From a players perspective on character generation, if an item is included as a selection then it is significant.

 

If a game includes 8 "races", 8 "cultures", 4 "archetypes", 10 "vocations" and 32 "backgrounds", then they will all need to be read and understood before a player can start to build a character.

 

If you use "cool names" for things instead of just calling a dwarf a dwarf if increases the difficulty and time required. 

 

Narosia is a cool setting, but it didn't double down on cryptic, it bazillioned down.  Every reference to "race" uses the new name rather than the common name plus new.  Making it difficult for anyone to identify the race with out STUDY.  And STUDY is the enemy of a game.  In Narosia a dwarf is a Tsverg, but the game does not actually say that.  I think they believe that using anything that even looks like a traditional RPG convention is evil so they deliberately obfuscated things.  So instead of making the entry Dwarf [Tsverg] or Tsverg [Dwarf] so the reader could easily understand and locate what they wanted.  We have 62 build elements (templates), with 16 of them deliberately obfuscated, that the players have to understand before they can begin building a PC.

_Given problem_
According to the passage on character generation, what is a dwarf called in Narosia? The entries that come next are not needed.

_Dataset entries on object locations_
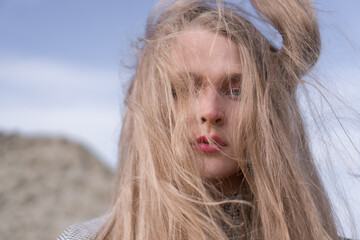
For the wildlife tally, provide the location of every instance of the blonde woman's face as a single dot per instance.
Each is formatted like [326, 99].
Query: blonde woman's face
[213, 64]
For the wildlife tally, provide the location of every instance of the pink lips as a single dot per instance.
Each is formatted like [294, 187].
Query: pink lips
[204, 146]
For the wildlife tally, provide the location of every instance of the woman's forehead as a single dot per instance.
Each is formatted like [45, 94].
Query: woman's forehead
[206, 53]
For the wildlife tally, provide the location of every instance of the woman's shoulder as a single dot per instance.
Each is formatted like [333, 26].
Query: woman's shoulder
[83, 230]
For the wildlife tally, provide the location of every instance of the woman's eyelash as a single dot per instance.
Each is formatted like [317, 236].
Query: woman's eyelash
[234, 92]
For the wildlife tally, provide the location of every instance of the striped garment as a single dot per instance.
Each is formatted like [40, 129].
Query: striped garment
[83, 230]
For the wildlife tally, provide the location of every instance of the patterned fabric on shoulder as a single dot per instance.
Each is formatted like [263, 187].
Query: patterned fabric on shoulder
[83, 230]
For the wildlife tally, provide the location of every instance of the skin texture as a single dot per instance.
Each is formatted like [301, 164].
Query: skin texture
[214, 65]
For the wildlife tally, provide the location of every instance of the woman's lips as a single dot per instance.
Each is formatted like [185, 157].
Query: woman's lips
[202, 144]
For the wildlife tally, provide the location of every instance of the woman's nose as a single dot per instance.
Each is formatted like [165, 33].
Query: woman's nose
[211, 110]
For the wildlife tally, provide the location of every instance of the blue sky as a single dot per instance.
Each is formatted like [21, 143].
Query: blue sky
[61, 68]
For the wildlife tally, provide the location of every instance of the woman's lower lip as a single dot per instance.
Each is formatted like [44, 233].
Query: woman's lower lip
[204, 147]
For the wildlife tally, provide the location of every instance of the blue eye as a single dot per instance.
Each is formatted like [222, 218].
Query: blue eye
[234, 92]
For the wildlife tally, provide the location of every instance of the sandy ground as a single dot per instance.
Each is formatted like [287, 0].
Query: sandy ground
[47, 184]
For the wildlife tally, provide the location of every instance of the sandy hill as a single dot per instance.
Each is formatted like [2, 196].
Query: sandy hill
[47, 184]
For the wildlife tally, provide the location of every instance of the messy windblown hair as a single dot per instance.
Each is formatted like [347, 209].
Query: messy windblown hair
[160, 193]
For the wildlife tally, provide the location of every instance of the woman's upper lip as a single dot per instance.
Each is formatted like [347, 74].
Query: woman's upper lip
[217, 140]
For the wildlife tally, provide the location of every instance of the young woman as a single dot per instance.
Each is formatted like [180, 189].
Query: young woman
[213, 145]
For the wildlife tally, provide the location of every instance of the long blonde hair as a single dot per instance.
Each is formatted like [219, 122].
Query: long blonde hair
[160, 193]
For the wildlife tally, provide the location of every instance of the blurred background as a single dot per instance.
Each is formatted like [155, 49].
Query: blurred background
[62, 79]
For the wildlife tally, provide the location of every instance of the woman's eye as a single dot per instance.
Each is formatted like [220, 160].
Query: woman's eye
[234, 92]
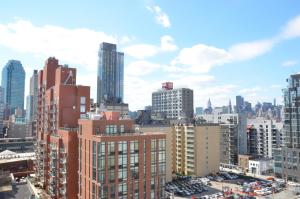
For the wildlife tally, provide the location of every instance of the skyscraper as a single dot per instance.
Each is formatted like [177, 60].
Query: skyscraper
[173, 103]
[2, 107]
[31, 105]
[287, 159]
[60, 104]
[13, 82]
[239, 104]
[110, 77]
[117, 162]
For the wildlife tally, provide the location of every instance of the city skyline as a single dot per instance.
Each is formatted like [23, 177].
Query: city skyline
[214, 59]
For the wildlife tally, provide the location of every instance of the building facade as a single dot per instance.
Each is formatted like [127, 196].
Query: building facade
[116, 162]
[60, 104]
[2, 110]
[262, 166]
[110, 76]
[18, 145]
[234, 122]
[31, 105]
[287, 158]
[13, 82]
[173, 103]
[196, 149]
[263, 136]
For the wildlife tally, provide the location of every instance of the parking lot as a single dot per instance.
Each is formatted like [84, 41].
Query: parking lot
[225, 185]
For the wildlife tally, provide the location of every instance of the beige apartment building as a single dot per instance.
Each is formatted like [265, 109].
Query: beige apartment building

_Exercise response_
A Tsverg.